* start *

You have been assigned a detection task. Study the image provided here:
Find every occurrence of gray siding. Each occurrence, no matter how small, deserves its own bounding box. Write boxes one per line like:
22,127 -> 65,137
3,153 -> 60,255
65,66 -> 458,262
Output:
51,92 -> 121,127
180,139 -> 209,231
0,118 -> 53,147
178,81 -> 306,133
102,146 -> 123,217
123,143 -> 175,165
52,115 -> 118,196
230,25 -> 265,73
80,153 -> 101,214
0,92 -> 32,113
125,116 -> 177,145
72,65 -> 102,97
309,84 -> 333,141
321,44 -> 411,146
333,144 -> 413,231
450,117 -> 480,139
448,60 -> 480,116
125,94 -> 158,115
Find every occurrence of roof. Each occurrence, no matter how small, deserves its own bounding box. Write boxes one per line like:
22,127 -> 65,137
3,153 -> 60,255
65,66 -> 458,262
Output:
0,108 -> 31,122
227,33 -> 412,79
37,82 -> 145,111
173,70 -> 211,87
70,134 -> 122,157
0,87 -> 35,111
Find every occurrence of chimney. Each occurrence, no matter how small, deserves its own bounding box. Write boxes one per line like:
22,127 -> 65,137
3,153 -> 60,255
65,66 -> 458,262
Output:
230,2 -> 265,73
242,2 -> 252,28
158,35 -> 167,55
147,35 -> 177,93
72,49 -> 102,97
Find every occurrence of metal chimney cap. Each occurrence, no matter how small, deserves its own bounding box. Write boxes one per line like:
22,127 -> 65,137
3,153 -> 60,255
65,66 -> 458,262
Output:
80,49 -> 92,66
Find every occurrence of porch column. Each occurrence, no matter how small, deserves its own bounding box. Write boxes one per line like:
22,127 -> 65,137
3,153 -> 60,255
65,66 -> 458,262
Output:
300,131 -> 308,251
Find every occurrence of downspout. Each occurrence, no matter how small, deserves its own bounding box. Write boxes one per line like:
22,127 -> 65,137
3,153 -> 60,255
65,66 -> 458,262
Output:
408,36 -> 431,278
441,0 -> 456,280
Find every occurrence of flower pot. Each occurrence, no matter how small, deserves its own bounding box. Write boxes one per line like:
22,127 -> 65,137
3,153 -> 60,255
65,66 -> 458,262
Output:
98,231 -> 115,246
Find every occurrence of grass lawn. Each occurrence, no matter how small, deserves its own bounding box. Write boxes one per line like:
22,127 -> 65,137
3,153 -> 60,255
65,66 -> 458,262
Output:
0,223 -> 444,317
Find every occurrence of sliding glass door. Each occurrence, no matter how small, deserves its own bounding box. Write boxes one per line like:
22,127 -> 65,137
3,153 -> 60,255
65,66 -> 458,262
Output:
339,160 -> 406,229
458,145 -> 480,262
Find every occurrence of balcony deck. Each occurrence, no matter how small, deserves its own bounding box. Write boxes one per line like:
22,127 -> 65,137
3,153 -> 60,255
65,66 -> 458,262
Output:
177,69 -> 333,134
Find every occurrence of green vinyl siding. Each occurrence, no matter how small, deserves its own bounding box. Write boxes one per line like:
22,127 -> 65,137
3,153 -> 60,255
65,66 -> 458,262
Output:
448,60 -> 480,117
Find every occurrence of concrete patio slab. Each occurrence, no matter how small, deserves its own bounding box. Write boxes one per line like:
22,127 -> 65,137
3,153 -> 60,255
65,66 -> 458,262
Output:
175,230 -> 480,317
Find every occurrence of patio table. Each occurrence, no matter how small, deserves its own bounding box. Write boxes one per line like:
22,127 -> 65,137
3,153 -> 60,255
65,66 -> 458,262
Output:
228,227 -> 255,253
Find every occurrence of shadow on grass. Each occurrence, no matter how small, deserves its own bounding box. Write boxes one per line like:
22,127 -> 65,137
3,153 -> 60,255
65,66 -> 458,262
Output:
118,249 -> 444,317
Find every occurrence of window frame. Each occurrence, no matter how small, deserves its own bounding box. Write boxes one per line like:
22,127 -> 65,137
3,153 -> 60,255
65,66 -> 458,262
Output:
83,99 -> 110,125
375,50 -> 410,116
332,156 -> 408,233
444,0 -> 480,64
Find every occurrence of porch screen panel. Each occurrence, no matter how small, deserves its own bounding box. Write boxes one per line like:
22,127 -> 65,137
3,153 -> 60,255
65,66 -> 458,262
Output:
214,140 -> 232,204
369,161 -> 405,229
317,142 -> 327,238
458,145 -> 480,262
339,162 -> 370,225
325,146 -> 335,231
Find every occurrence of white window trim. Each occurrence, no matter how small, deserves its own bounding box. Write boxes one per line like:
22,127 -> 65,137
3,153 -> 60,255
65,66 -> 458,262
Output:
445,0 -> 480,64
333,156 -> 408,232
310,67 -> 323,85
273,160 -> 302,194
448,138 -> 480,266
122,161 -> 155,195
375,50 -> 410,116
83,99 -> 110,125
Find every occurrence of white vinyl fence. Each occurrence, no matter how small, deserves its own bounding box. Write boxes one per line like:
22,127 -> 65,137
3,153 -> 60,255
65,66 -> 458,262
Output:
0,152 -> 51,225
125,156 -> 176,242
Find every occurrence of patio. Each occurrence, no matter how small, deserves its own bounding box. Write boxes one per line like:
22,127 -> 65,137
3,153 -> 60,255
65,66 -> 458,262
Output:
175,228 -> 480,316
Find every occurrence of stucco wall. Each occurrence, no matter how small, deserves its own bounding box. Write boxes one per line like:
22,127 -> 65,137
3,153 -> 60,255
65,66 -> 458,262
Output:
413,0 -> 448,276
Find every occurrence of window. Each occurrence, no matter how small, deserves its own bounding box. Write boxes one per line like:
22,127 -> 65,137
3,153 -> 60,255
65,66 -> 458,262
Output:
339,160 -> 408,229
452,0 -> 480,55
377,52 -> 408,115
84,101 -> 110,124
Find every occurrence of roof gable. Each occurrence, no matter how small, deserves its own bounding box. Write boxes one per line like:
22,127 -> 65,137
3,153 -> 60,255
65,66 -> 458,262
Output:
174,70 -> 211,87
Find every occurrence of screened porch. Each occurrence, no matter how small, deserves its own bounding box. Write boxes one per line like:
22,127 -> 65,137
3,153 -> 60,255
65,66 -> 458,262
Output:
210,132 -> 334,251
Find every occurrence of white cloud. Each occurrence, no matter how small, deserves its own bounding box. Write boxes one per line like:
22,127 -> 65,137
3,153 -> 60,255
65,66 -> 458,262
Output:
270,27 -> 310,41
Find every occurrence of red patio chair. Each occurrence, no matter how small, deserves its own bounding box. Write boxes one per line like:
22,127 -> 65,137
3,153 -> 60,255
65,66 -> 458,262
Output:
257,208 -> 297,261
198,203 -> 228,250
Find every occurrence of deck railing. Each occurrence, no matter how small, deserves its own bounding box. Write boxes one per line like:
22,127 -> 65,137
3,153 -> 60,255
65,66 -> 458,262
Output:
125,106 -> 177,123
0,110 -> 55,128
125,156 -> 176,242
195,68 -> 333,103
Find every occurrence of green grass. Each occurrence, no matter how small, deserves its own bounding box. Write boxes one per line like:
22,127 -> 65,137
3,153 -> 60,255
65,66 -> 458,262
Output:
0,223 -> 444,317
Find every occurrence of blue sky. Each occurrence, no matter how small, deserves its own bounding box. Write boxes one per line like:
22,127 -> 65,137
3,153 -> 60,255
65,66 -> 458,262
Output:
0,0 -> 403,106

* end *

Could you reproduce the material word for word, from the line containing "Find every occurrence of window frame." through the line containing "325,146 -> 335,231", with both of those lines included?

Answer in full:
Find every occurrence of window frame. Each occurrence, no matter how small, deserves its own bounding box. Write boxes one per line like:
22,127 -> 65,137
3,153 -> 60,255
65,66 -> 458,262
Output:
83,99 -> 110,125
375,50 -> 410,116
332,156 -> 408,233
444,0 -> 480,64
Find every occurrence of porch screen panel. Each occurrence, no matter how small, deserves its own bounding box. Write boxes one per line like:
22,127 -> 65,137
3,153 -> 60,255
65,66 -> 458,262
Output:
214,140 -> 232,204
369,161 -> 405,229
317,142 -> 327,238
458,145 -> 480,262
339,162 -> 370,225
325,146 -> 335,231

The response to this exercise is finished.